Work to complete = Render the entries below as a JSON list of strings, one string per line, from the start of the entries through the line containing "xmin=245 ymin=108 xmax=258 ymax=178", with both ends included and blank lines left out. Leave the pictures out of the list.

Entries =

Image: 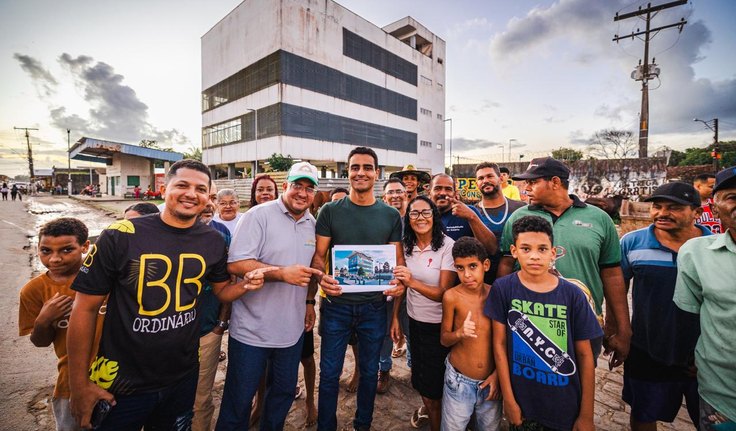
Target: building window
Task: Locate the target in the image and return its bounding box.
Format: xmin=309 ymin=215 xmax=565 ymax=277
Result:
xmin=342 ymin=28 xmax=417 ymax=85
xmin=202 ymin=117 xmax=243 ymax=148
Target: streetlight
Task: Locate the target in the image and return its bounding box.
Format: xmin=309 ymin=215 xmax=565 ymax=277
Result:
xmin=693 ymin=118 xmax=721 ymax=172
xmin=443 ymin=118 xmax=452 ymax=174
xmin=245 ymin=108 xmax=258 ymax=178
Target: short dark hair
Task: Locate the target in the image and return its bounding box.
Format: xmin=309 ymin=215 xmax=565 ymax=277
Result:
xmin=475 ymin=162 xmax=500 ymax=176
xmin=452 ymin=236 xmax=488 ymax=262
xmin=511 ymin=216 xmax=555 ymax=244
xmin=123 ymin=202 xmax=159 ymax=215
xmin=38 ymin=217 xmax=89 ymax=245
xmin=348 ymin=147 xmax=378 ymax=169
xmin=693 ymin=174 xmax=716 ymax=183
xmin=383 ymin=177 xmax=405 ymax=192
xmin=166 ymin=159 xmax=212 ymax=187
xmin=250 ymin=174 xmax=279 ymax=208
xmin=330 ymin=187 xmax=350 ymax=199
xmin=429 ymin=172 xmax=457 ymax=190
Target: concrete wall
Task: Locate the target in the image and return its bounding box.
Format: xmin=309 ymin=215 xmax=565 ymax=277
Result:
xmin=202 ymin=0 xmax=446 ymax=176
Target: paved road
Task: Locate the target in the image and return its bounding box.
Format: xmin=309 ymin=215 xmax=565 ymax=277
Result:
xmin=0 ymin=196 xmax=693 ymax=431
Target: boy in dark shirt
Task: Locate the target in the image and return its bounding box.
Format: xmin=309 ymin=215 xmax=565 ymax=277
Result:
xmin=485 ymin=216 xmax=603 ymax=430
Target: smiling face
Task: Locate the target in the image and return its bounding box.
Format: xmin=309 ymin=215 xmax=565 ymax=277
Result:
xmin=38 ymin=235 xmax=89 ymax=280
xmin=256 ymin=178 xmax=276 ymax=205
xmin=383 ymin=183 xmax=406 ymax=212
xmin=475 ymin=168 xmax=501 ymax=198
xmin=217 ymin=195 xmax=240 ymax=221
xmin=281 ymin=178 xmax=316 ymax=217
xmin=511 ymin=232 xmax=555 ymax=276
xmin=429 ymin=175 xmax=455 ymax=213
xmin=407 ymin=199 xmax=434 ymax=237
xmin=163 ymin=168 xmax=210 ymax=227
xmin=348 ymin=154 xmax=378 ymax=193
xmin=649 ymin=199 xmax=703 ymax=233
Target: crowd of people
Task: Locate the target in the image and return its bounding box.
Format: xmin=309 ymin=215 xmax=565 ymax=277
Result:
xmin=14 ymin=147 xmax=736 ymax=431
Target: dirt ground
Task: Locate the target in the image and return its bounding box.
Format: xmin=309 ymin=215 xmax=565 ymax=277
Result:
xmin=0 ymin=196 xmax=693 ymax=431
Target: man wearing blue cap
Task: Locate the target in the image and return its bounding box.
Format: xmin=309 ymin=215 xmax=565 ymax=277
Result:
xmin=621 ymin=182 xmax=711 ymax=431
xmin=216 ymin=162 xmax=322 ymax=430
xmin=673 ymin=166 xmax=736 ymax=430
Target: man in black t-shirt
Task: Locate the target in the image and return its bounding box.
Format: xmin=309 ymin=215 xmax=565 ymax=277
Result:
xmin=68 ymin=160 xmax=263 ymax=429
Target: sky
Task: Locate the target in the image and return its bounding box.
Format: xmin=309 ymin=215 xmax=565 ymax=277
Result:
xmin=0 ymin=0 xmax=736 ymax=177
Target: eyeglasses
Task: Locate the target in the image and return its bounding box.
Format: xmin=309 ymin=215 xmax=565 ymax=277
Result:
xmin=289 ymin=183 xmax=317 ymax=195
xmin=409 ymin=209 xmax=432 ymax=220
xmin=386 ymin=190 xmax=406 ymax=196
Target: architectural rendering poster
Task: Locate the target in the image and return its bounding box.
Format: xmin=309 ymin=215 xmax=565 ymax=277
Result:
xmin=332 ymin=245 xmax=396 ymax=293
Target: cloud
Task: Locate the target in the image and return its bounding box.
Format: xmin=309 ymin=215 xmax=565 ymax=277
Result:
xmin=13 ymin=52 xmax=59 ymax=96
xmin=15 ymin=53 xmax=191 ymax=147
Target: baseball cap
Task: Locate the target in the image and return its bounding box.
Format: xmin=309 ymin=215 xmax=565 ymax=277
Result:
xmin=644 ymin=181 xmax=700 ymax=207
xmin=511 ymin=157 xmax=570 ymax=180
xmin=713 ymin=166 xmax=736 ymax=193
xmin=286 ymin=162 xmax=319 ymax=186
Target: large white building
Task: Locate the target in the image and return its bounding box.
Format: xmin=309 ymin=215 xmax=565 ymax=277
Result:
xmin=202 ymin=0 xmax=445 ymax=177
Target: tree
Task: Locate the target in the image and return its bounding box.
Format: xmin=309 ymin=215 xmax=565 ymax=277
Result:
xmin=588 ymin=129 xmax=639 ymax=159
xmin=266 ymin=153 xmax=294 ymax=172
xmin=552 ymin=147 xmax=583 ymax=163
xmin=184 ymin=145 xmax=202 ymax=162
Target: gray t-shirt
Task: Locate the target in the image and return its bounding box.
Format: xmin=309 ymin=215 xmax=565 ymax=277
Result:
xmin=228 ymin=198 xmax=316 ymax=348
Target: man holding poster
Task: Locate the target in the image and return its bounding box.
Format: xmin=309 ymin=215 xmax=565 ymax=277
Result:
xmin=312 ymin=147 xmax=404 ymax=431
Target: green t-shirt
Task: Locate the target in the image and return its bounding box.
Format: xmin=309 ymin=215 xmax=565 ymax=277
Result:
xmin=317 ymin=197 xmax=401 ymax=304
xmin=673 ymin=230 xmax=736 ymax=420
xmin=501 ymin=195 xmax=621 ymax=314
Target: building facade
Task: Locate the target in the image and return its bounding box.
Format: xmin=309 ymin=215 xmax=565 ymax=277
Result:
xmin=202 ymin=0 xmax=445 ymax=178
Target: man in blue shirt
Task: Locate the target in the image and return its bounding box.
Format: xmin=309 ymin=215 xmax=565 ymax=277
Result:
xmin=621 ymin=182 xmax=710 ymax=431
xmin=429 ymin=174 xmax=498 ymax=255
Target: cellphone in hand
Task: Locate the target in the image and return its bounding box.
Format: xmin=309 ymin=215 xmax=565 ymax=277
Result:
xmin=90 ymin=400 xmax=112 ymax=430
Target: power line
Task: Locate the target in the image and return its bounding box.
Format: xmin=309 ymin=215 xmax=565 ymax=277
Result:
xmin=613 ymin=0 xmax=688 ymax=158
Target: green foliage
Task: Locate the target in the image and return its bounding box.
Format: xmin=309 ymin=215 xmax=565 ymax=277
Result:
xmin=266 ymin=153 xmax=294 ymax=172
xmin=552 ymin=147 xmax=583 ymax=162
xmin=184 ymin=145 xmax=202 ymax=162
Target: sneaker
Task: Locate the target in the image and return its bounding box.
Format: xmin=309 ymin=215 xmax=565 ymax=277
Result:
xmin=376 ymin=370 xmax=391 ymax=394
xmin=409 ymin=406 xmax=429 ymax=428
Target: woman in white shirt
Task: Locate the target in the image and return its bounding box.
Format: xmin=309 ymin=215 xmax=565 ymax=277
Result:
xmin=391 ymin=196 xmax=455 ymax=431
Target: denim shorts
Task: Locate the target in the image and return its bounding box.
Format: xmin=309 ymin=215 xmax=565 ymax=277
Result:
xmin=441 ymin=355 xmax=502 ymax=431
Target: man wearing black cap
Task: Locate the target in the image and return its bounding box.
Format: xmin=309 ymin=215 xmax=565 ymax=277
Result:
xmin=621 ymin=182 xmax=711 ymax=431
xmin=498 ymin=157 xmax=631 ymax=367
xmin=673 ymin=166 xmax=736 ymax=430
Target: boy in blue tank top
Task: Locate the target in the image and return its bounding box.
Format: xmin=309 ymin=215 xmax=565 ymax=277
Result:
xmin=484 ymin=216 xmax=603 ymax=430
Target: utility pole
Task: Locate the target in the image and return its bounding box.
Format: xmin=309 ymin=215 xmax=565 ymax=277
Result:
xmin=613 ymin=0 xmax=688 ymax=158
xmin=693 ymin=118 xmax=721 ymax=172
xmin=13 ymin=127 xmax=38 ymax=194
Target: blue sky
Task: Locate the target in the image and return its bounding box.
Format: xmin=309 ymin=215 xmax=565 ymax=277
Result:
xmin=0 ymin=0 xmax=736 ymax=175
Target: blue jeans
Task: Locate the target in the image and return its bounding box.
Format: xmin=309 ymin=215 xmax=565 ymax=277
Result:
xmin=215 ymin=335 xmax=304 ymax=431
xmin=320 ymin=301 xmax=386 ymax=431
xmin=98 ymin=369 xmax=199 ymax=431
xmin=441 ymin=356 xmax=502 ymax=431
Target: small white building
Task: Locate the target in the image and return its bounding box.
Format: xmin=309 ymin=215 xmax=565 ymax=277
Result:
xmin=202 ymin=0 xmax=445 ymax=178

Solution =
[
  "Image: ",
  "Target: building window",
  "Task: Locate the target in the image and return its bounding box.",
  "Format: xmin=309 ymin=215 xmax=565 ymax=277",
  "Result:",
  "xmin=342 ymin=28 xmax=417 ymax=85",
  "xmin=202 ymin=117 xmax=243 ymax=148",
  "Target: streetlight",
  "Task: Locate the target in the image and return its bounding box.",
  "Format: xmin=309 ymin=215 xmax=565 ymax=277",
  "Result:",
  "xmin=693 ymin=118 xmax=721 ymax=172",
  "xmin=443 ymin=118 xmax=452 ymax=174",
  "xmin=245 ymin=108 xmax=258 ymax=178"
]